▶ _Your task_
The data should be duplicated exactly, with every word kept as it is.
═════ Available records ═════
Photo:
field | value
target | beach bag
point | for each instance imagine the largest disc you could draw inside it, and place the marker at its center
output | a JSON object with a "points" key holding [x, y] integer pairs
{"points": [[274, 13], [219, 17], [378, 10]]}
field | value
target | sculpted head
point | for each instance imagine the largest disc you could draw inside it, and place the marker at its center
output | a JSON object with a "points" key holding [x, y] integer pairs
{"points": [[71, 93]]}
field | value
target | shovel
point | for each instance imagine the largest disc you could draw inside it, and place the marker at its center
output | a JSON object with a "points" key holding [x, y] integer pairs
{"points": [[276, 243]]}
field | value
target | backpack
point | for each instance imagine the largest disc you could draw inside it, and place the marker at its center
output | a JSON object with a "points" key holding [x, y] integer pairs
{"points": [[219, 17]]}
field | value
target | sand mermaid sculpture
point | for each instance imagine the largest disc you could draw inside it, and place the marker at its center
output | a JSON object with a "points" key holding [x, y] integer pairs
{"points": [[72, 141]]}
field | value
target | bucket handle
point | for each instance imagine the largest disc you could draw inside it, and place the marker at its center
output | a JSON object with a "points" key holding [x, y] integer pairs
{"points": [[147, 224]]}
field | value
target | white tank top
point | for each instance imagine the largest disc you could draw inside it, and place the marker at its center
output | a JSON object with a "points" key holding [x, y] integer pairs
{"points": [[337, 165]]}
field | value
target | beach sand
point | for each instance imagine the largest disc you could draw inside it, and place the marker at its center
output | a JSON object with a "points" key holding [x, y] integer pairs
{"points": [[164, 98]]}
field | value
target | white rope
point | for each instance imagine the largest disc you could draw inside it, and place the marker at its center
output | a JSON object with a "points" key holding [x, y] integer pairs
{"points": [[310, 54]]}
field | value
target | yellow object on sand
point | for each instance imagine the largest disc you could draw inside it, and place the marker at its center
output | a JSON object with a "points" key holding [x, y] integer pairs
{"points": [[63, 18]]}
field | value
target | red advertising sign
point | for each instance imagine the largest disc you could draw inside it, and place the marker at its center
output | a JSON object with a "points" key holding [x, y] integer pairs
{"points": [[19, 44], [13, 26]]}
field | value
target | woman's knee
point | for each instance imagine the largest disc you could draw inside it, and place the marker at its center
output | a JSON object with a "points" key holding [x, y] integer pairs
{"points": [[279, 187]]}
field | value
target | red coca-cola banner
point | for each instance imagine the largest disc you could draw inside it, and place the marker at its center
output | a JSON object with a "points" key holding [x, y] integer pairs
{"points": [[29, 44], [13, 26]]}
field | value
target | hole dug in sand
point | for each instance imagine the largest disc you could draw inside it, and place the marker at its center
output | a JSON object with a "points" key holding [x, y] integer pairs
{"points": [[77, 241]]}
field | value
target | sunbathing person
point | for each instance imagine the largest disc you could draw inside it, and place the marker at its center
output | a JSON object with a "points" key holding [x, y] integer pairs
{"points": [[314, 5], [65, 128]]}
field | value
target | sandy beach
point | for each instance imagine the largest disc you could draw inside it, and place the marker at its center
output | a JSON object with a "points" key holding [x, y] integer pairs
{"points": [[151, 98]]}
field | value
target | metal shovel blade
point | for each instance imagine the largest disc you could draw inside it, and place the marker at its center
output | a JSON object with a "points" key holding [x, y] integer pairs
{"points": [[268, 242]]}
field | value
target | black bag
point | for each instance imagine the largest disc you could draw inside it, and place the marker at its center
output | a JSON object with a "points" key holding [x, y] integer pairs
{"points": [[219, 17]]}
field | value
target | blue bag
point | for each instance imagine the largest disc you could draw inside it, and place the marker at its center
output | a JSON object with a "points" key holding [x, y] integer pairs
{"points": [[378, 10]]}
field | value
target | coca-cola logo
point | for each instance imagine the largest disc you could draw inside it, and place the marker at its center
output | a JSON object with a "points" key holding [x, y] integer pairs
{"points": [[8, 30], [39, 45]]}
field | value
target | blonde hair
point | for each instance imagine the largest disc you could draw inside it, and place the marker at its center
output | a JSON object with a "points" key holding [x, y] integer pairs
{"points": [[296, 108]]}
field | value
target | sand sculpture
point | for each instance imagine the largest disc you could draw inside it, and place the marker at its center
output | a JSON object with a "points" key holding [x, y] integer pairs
═════
▶ _Exercise output_
Photo:
field | value
target | beach bag
point | for each instance imagine the largest disc you could draw inside it, and place the marker at its center
output | a JSON object with a "points" key holding [x, y] integer pairs
{"points": [[274, 13], [219, 17], [378, 10]]}
field | value
target | sculpted head
point | for each instance imagine the largest disc you could draw inside it, and place the marker at its center
output | a JSON object with a "points" key holding [x, y] integer pairs
{"points": [[71, 93]]}
field | value
target | shovel
point | for each instance imagine the largest disc you could draw inside it, and place the marker at its center
output | a JSON object with a "points" key holding [x, y] integer pairs
{"points": [[276, 243]]}
field | value
target | backpack
point | for each instance imagine the largest disc you could draw inside it, and place the marker at its center
output | a JSON object with a "points" key holding [x, y] integer pairs
{"points": [[219, 17]]}
field | value
target | sand mermaid sculpture
point | for each instance imagine the largest disc you could draw inside it, and place the marker at its center
output | a JSON object with a "points" key holding [x, y] integer pairs
{"points": [[72, 141]]}
field | value
target | bucket handle
point | for each instance imagine the largest disc you could draw inside it, and place the marker at its center
output | a JSON object with a "points" key holding [x, y] integer pairs
{"points": [[147, 224]]}
field | value
target | white tank top
point | for each instance imagine the largest disc you could draw inside it, and place the marker at its center
output | a JSON object with a "points" key holding [x, y] integer pairs
{"points": [[337, 165]]}
field | value
target | beach sand
point | for each instance imagine the largest disc you could draw inside it, and place the marker at its center
output | a JSON object with a "points" key holding [x, y] integer pairs
{"points": [[164, 98]]}
field | value
target | white rope
point | for each instance imagine the largest disc you could draw inside it, and place the marker at its center
output | a JSON object with a "points" key holding [x, y] integer pairs
{"points": [[310, 54]]}
field | value
target | yellow object on sand
point | for each instance imagine the largest disc you could draw inside it, and place the marker at its center
output | a JSON object with a "points" key holding [x, y] integer pairs
{"points": [[63, 18]]}
field | value
target | red advertising sign
point | for each instance imagine the largest disc you could draw inside it, and place the marker at its center
output | a JSON object with a "points" key holding [x, y] integer pairs
{"points": [[19, 44], [13, 26]]}
field | value
target | woman's knee
point | for each instance imagine the largest disc you could draw inside it, and place the marker at its center
output | a JSON object with a "points" key holding [x, y] integer pairs
{"points": [[279, 187]]}
field | value
target | red coca-cola banner
point | for each instance imagine the largest disc you could draw inside it, and place the marker at its center
output | a JSON object with a "points" key holding [x, y] integer pairs
{"points": [[29, 44], [13, 26]]}
field | value
target | hole dug in sand
point | for each instance imagine the largest disc you could draw inside it, and place the marker at its center
output | a JSON object with a "points" key holding [x, y] integer pairs
{"points": [[77, 241]]}
field | value
target | sunbathing person
point | for each instance imagine the largest disc you could draw inside it, and place the marker at its center
output | a JSON object with a "points" key holding [x, y] integer pairs
{"points": [[314, 5], [65, 128]]}
field | value
target | sandy beach
point | for each instance imagine the largest disc you could draw inside it, and place the marker at its center
output | a JSON object with a "points" key holding [x, y] integer pairs
{"points": [[151, 98]]}
field | value
target | metal shovel blade
point | for each instance imagine the largest disc you could draw inside it, and place the marker at its center
output | a JSON object with a "points" key holding [x, y] integer pairs
{"points": [[268, 242]]}
field | value
target | black bag
point | for each instance imagine the largest disc you could draw inside it, and place the marker at its center
output | a JSON object with a "points" key holding [x, y] integer pairs
{"points": [[219, 17]]}
field | value
target | blue bag
point | for each instance imagine the largest disc you could draw inside it, and place the marker at its center
output | a JSON object with a "points" key holding [x, y] integer pairs
{"points": [[378, 10]]}
field | value
target | coca-cola logo
point | for each instance imagine the largest disc you could draw inside it, and place the marker at its center
output | a JSON object with a "points" key holding [x, y] integer pairs
{"points": [[8, 30], [39, 45]]}
field | value
target | blonde hair
point | for each instance imagine the largest disc you could draw inside it, and place the marker at its center
output | a JSON object with a "points" key holding [x, y] integer pairs
{"points": [[296, 108]]}
field | value
target | sand sculpture
point | for each instance imagine the largest disc you could draw inside it, and place the marker at its center
output | a JSON object with a "points" key holding [x, y] integer pairs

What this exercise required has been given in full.